## Task requirements
Please copy everything in the listing from the line containing "point: lower branch" down to its last line, inclusive, keeping each line unchanged.

-- Material shown start --

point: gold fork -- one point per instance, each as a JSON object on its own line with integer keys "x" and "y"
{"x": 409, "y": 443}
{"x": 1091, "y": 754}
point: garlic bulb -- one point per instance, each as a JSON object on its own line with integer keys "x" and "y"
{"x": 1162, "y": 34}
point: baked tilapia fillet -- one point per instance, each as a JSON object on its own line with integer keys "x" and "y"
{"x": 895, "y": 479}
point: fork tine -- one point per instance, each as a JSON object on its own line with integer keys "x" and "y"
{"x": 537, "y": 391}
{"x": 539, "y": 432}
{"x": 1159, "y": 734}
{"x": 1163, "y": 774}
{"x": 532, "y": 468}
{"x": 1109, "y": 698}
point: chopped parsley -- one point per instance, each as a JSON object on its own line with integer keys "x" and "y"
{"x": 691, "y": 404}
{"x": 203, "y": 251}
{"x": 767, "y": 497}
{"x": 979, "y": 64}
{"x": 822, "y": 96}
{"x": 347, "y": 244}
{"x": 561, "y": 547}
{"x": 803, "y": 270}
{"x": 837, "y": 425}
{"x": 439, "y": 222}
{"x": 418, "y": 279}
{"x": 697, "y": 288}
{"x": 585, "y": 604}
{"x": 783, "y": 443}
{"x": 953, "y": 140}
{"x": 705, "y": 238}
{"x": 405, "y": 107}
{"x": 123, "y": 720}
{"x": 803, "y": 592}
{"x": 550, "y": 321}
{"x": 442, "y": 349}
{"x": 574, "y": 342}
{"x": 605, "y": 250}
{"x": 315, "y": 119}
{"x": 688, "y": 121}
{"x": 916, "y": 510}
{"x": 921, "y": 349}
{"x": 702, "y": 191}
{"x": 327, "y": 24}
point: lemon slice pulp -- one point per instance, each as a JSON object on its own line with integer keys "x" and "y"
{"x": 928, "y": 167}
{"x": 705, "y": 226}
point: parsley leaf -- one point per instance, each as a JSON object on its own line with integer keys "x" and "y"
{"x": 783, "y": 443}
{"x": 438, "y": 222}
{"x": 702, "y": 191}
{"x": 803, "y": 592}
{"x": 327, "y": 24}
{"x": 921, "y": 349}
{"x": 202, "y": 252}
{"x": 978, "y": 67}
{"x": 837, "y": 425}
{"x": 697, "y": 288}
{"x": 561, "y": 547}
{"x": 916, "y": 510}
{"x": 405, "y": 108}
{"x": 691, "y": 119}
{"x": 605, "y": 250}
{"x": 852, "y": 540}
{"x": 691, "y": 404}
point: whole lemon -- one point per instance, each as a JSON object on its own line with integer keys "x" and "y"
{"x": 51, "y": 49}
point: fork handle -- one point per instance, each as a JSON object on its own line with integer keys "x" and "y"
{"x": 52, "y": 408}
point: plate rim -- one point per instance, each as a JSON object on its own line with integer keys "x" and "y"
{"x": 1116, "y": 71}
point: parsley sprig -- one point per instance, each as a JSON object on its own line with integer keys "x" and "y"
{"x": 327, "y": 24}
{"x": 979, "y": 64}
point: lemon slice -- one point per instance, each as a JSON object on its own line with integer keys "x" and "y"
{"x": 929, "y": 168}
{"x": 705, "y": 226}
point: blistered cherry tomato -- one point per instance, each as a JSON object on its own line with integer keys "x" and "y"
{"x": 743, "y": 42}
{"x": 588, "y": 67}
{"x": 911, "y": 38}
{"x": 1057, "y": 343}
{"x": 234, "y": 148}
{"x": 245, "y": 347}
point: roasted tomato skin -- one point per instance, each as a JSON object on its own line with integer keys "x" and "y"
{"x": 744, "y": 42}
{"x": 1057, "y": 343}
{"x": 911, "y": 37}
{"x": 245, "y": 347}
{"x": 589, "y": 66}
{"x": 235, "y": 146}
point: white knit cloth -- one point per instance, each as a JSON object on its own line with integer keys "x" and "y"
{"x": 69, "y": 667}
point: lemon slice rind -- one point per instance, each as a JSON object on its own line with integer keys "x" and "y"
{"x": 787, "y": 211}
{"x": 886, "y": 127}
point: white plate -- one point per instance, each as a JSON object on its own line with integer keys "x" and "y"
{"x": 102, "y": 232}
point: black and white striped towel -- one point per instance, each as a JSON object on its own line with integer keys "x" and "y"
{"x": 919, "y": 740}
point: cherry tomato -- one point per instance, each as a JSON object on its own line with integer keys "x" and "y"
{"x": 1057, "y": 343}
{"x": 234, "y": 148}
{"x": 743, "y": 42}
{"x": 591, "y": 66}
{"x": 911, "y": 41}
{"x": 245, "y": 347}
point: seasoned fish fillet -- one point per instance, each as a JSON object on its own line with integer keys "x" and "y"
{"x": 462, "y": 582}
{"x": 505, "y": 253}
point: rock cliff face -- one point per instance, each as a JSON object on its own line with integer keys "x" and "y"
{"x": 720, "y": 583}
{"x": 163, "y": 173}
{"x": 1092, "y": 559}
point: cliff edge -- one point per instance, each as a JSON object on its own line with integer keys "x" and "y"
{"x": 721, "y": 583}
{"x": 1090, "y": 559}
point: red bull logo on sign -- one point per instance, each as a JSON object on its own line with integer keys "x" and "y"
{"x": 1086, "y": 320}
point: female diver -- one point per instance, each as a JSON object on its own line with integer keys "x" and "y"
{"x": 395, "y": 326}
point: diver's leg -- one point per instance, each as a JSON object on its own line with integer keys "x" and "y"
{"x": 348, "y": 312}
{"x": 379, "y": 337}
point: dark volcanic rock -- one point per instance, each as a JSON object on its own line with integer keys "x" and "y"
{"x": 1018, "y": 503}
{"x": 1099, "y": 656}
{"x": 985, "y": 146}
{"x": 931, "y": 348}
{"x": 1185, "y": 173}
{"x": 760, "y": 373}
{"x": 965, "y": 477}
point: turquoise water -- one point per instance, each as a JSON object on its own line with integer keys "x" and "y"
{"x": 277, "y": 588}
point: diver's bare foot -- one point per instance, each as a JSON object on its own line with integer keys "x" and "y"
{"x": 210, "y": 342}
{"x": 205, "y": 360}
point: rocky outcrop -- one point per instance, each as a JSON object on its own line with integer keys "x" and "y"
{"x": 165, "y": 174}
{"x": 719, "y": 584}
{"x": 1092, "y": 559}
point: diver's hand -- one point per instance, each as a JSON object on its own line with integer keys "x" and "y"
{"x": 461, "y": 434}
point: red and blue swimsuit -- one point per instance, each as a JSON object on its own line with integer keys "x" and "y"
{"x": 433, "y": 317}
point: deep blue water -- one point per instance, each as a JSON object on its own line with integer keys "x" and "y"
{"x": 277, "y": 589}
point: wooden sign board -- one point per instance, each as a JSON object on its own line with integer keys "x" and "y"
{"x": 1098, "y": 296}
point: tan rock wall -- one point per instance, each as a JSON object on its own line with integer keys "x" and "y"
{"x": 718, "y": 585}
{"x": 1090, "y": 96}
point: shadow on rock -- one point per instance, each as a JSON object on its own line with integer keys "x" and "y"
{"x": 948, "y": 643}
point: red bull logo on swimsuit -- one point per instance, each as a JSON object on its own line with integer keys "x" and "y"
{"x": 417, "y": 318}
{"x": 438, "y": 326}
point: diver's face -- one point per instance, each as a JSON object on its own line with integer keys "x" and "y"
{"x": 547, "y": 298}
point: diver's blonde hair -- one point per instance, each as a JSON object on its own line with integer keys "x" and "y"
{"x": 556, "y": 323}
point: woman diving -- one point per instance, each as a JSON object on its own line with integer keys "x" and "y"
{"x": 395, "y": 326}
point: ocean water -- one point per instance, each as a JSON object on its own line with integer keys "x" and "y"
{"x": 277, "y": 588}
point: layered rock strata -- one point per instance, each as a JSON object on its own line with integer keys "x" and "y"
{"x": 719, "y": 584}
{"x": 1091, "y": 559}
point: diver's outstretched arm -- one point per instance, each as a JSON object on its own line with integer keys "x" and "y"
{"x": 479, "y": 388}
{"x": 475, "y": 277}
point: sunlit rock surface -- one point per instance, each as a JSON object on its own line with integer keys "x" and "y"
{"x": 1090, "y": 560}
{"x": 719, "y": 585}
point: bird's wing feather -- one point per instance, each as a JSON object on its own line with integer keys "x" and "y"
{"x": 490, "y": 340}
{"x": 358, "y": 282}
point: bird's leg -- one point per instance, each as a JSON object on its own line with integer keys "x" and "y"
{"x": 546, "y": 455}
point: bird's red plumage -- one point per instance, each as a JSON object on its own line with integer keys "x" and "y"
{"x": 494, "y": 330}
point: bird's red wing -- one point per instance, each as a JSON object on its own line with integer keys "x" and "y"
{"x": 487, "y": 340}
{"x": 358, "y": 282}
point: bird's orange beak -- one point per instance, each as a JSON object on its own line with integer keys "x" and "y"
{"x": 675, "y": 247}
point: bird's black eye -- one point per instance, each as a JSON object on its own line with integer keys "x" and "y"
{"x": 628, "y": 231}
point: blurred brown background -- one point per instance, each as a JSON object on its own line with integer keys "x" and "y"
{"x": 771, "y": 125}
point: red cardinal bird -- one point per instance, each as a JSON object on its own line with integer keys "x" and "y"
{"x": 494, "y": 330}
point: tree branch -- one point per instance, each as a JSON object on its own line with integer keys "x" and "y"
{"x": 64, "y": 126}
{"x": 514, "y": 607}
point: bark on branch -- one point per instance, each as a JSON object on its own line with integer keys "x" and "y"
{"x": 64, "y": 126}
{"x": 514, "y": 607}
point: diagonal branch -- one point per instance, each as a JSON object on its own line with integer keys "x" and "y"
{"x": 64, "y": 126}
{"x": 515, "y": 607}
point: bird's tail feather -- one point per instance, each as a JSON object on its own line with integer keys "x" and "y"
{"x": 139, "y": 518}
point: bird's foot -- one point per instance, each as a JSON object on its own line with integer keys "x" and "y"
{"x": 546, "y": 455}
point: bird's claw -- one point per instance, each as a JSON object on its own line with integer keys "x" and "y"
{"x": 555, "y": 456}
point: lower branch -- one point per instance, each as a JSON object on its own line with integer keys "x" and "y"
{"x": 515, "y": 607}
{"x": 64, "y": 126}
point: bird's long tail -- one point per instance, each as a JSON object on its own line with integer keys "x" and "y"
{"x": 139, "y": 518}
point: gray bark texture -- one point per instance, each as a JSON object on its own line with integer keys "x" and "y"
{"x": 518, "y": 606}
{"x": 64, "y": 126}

-- Material shown end --

## Solution
point: lower branch -- one point per instance, each as a JSON object on its own line with integer keys "x" and "y"
{"x": 515, "y": 607}
{"x": 64, "y": 126}
point: bird's long tail -- one point per instance, each as a JSON object on its own line with integer keys "x" and "y"
{"x": 139, "y": 518}
point: gray bark texture -- one point per instance, each as a JSON object on its own line with integer keys "x" and "y"
{"x": 518, "y": 606}
{"x": 64, "y": 126}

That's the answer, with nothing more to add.